The Iron Age I period (1200-1000 BCE) is connected to the person of Joshua and [also later] David’s conquest of Jerusalem. According to absolute chronology we can date the period to between 1207 and 1050 BCE. The Merneptah Stele (the Israel Stele) is a victory stele of the Egyptian King Merneptah (ruled between 1213-1203 BCE) from 1207 BCE. It contains information about the campaign to Canaan in the 5th year of Merneptah’s reign and in the stele there is the first mention of Israel. The discovery of the Merneptah Stele indicates that Canaan was inhabited by Israelites at the end of the 13th century BCE. The term does not mean nation of Israel but some tribe or ethnicity (Page 41 ibid).

The Iron Age I period is also connected with Joshua’s campaign to conquer Canaan in the time of the biblical Judges. Some of the cities had already ceased to exist before this time because most of the Canaanite cities were destroyed at the end of the Bronze Age (for example Arad -- Jericho -- Ai). This means that Joshua could not have captured Canaanite cities where somebody had not been living. But in Jerusalem it was a different story. According to the Book of Chronicles, before David’s conquest Jerusalem was a city of the Jebusites (Jebus). The archaeological records include nothing about this Canaanite tribe therefore it still uses the term “Canaanites” (ibid).

The year of 1200 BCE is the date when something changed. The Sea Peoples invaded Canaan and Egypt lost its influence there. Because most of the Canaanite cities were destroyed and abandoned the Canaanite territory was empty and ready for “new” inhabitants. We have no archaeological or historical evidence that Jerusalem was also abandoned in the end of the Late Bronze Age. It is assumed that Jerusalem was settled continuously. Jerusalem used the same building elements as in the Bronze Age period (ibid).

Iron Age II period (1000–586 BCE)

The City of David -- Area G

The most important square of the Iron Age II period in the City of David is area G. The reason is very simple: this area is very close to the acropolis and it contains strata from the Bronze and Iron Age and it is still close to the Gihon Spring (Page 45 ibid).


During Kenyon’s excavations on the Stepped Stone Structure in area G she uncovered part of the house from the Iron Age II (the Burnt Room). During the excavations in the years 1978–1982 there was discovered a fragment of a cultic stand together with the pottery. A similar find was uncovered at Megiddo and Tanach (10th century BCE). The figurine on the cultic stand has the same type of hair dress as is known from the Sea People reliefs (Medinet Habu in Egypt) and from clay anthropoid coffins (Beth Shean). Another artefact from area G is the bronze fist that is also known from another site of Canaan from the Late Bronze Age (10th century BCE). Yigal Shiloh completed the excavation of the House of Ahiel, now dated to the end of the Iron Age II. This house against the Stepped Stone Structure is typical of Iron Age II architecture -- a Four-Room House. In one of these rooms thirty-seven storage jars were discovered. On some of the jars there were rosette impressions on the handles from the end of the Iron Age. In 1985 50 stamped bullae were found inside another building located close to the House of Ahiel. The stamps included the official Judean names from the 7th century BCE. They were probably parts of papyrus and when Jerusalem was destroyed by Babylonians the fire preserved the clay bullae and the organic papyrus burnt. The bullae indicate the presence of administration in this House of Bullae (or maybe in the whole quarter). The House of Bullae was a complex of buildings on the lower terrace. For this reason this area is marked as the Royal Quarter. According to Yair Shohan this house was used for storing documents (Pages 45-6 ibid).
--
[TO-DO LIST]:
#1 According to the passage on Iron Age Jerusalem, which stele contains the first mention of Israel?
#2 Extend the passage on Iron Age Jerusalem past its last sentence.

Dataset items
--
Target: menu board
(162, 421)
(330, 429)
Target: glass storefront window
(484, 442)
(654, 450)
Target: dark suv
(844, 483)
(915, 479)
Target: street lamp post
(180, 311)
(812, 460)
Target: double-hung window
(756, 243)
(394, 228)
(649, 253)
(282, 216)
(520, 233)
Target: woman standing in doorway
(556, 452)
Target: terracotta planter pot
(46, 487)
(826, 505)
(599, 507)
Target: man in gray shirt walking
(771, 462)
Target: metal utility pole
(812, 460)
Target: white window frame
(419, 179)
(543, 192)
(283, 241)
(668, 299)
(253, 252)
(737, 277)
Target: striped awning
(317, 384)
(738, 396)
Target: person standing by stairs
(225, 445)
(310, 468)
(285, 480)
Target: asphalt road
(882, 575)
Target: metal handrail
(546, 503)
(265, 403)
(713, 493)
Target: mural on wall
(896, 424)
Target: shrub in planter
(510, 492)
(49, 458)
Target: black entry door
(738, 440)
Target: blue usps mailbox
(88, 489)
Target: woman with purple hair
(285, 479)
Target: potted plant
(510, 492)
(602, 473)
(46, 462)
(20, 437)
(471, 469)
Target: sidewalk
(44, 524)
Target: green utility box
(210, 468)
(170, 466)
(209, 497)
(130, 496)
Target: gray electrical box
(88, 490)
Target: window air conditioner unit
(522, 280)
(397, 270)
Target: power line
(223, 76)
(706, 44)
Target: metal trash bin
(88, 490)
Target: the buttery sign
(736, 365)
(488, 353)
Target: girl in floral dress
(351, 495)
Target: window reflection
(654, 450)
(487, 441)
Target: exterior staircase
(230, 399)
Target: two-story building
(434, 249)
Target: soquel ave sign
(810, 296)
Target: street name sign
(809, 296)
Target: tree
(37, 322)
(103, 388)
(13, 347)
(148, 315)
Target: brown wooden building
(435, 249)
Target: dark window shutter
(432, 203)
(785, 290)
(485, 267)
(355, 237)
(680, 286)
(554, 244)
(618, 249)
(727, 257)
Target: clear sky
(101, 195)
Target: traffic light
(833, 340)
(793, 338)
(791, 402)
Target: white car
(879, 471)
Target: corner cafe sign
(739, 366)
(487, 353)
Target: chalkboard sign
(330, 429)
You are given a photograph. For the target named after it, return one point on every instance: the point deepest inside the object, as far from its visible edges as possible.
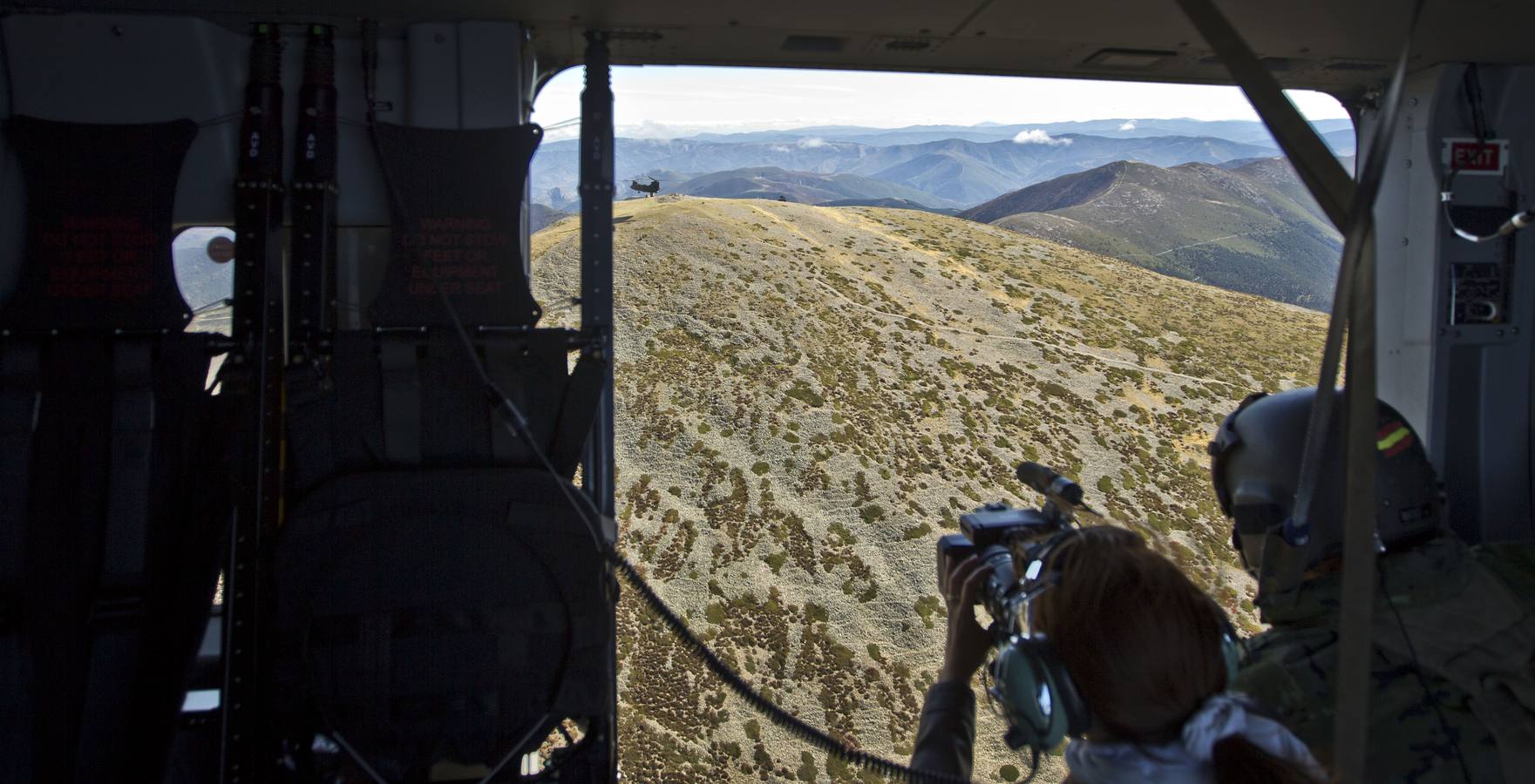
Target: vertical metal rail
(596, 324)
(314, 243)
(596, 258)
(254, 378)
--
[TASK-BY-TASK ANSWERS]:
#1 The Merneptah Stele, also called the Israel Stele.

#2
Excavations at the City of David: Inscriptions (Volume 6)
by Yigal Shiloh and Donald T. Ariel (2000)
Chapter III "Hebrew Bullae" by Yair Shohan

The House of Ahiel was built into the Stepped Stone Structure and that opened questions of dating this stone complex. Shiloh uncovered thin terrace walls under the Stepped Stone Structure and he dated them to the end of the Late Bronze Age. So it means that the Stepped Stone Structure is sandwiched between these thin terrace walls and the Iron Age II houses
(Pages 45-6 ibid).

Post Script:The Babylonians, headed by Nebuchadnezzar, conquered the coastal cities in 604 BC (2 Kings 24:7) and later destroyed Judea and Jerusalem in 587. The temple and Jerusalem were destroyed and some of the population were exiled (16).

The village of Silwan was built atop and around the necropolis of the Biblical kingdom. The ancient cemetery is an archaeological site of major significance. It contains fifty rock-cut tombs of distinguished calibre, assumed to be the burial places of the highest-ranking officials of the Judean Kingdom. Tomb inscriptions are in Hebrew. The most famous of the ancient rock-cut tombs in Silwan is the one known as the Tomb of Pharaoh's daughter (2).

Silwan Necropolis: Its tombs were cut between the 9th and 7th centuries BCE. It is situated on the rocky eastern slope of the Kidron Valley facing the oldest part of Jerusalem. The Arab village of Silwan was later built atop the necropolis. Although the existence of ancient tombs in the village of Silwan had been known since the 19th century the first careful survey was not performed until 1968. (6).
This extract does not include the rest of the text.